ACTIVITY:
The answer must repeat every record exactly, with no pictures in it.

[Items listed in a dataset]

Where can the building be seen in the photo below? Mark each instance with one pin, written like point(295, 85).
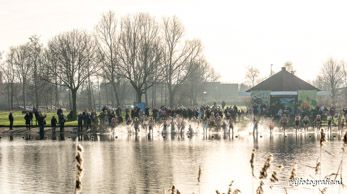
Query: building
point(283, 90)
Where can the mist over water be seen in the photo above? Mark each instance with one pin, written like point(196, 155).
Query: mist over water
point(141, 165)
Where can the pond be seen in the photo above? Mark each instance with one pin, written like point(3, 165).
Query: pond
point(141, 165)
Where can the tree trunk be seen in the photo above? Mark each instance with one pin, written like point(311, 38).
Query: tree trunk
point(56, 94)
point(35, 88)
point(115, 92)
point(12, 95)
point(24, 95)
point(74, 99)
point(171, 93)
point(9, 97)
point(146, 97)
point(138, 95)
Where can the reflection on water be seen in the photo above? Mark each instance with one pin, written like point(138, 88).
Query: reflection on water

RESPONSE AREA:
Where can the building be seen in the photo below? Mark each instance with one pin, written like point(295, 85).
Query: building
point(283, 90)
Where can the mist over water be seen in the photo above? Mark each instance with one pin, written like point(196, 155).
Query: mist over water
point(141, 165)
Where can the pond be seen in the photo above? Mark each instance with one pin, written like point(3, 165).
Query: pond
point(141, 165)
Where can the tree trunk be seen in the photo above? Mark each instance with one pin, written like point(311, 38).
Query: tree trunk
point(56, 94)
point(35, 88)
point(115, 92)
point(12, 95)
point(24, 95)
point(74, 99)
point(171, 93)
point(9, 97)
point(146, 97)
point(138, 95)
Where can the reflection on water be seen in the photo above? Mark each instance with one pin, written like point(138, 88).
Query: reflection on water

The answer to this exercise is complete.